(Items in a dataset)
•••

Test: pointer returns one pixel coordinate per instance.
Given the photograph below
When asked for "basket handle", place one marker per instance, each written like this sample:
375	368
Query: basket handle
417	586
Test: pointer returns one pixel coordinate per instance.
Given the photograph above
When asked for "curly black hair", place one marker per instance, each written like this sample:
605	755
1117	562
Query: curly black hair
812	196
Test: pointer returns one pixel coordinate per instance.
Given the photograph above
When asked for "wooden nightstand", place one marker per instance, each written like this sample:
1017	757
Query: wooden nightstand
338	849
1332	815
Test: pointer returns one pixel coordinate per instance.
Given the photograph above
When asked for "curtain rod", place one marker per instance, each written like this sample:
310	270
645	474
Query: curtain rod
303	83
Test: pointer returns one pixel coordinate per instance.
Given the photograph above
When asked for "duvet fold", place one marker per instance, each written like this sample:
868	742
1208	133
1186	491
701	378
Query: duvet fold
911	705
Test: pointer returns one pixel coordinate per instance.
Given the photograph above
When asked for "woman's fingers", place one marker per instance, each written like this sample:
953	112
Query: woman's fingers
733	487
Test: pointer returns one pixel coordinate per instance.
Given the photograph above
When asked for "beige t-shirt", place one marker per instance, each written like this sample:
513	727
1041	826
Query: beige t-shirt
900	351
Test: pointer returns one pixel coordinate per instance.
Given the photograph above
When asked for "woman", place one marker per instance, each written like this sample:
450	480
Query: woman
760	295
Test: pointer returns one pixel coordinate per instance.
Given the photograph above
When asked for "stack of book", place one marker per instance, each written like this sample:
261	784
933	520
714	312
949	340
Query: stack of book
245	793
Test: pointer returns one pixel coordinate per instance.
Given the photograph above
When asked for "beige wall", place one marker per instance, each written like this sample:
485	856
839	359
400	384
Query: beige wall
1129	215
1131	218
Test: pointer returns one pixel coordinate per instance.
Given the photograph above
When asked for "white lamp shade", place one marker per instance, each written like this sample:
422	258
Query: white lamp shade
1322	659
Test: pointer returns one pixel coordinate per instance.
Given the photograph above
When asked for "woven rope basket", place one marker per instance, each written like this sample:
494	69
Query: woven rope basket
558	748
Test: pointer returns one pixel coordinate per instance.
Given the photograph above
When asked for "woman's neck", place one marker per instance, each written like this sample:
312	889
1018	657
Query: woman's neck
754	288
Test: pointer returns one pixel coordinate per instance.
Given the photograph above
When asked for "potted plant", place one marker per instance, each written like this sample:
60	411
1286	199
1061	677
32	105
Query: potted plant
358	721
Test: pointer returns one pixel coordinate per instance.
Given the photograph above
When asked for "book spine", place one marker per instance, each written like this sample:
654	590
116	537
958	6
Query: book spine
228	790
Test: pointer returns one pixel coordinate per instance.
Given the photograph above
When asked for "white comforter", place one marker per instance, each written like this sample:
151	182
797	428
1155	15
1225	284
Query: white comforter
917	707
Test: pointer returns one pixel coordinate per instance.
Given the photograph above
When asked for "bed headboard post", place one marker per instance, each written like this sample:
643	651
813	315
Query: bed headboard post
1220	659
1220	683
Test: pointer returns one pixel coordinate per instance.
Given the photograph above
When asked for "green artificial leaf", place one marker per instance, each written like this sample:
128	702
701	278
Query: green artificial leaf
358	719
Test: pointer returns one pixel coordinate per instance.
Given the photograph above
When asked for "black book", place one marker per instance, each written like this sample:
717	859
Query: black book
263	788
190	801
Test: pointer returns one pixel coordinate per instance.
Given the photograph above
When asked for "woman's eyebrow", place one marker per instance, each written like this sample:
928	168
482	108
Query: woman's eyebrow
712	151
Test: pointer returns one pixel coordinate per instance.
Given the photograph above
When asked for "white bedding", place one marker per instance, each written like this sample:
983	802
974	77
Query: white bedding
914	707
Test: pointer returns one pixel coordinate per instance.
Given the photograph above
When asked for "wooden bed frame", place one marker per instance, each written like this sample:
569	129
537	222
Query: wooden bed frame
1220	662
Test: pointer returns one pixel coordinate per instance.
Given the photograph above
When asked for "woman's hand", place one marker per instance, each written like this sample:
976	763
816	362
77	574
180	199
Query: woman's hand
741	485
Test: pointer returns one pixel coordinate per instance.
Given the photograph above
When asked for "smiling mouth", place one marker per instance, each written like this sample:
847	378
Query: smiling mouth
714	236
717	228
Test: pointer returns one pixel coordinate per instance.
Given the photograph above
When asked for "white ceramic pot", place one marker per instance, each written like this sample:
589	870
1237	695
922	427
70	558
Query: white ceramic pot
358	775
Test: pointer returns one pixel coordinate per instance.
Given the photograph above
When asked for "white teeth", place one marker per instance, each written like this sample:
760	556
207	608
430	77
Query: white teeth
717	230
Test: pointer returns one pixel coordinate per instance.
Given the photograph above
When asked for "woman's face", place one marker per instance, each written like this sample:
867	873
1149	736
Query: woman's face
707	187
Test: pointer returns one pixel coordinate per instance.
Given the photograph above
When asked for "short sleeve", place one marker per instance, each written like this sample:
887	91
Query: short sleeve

•••

→ **INSTRUCTION**
Count how many lines of the items above contain the string "fingers", matching case exactly. Give only the number.

→ **TASK OUTPUT**
2